### WORK TO COMPLETE
Restate the data below word for word, omitting pictures.

"""

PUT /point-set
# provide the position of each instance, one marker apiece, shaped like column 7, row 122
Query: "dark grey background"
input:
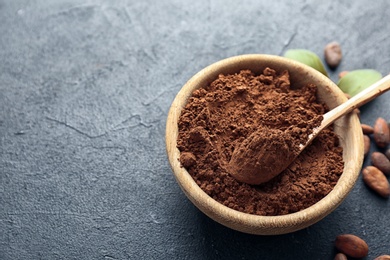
column 85, row 87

"""

### ANSWER TO THE EXERCISE
PUT /point-set
# provide the position of each instance, one marker apiece, shaped like column 7, row 122
Query: "dark grey background"
input:
column 85, row 87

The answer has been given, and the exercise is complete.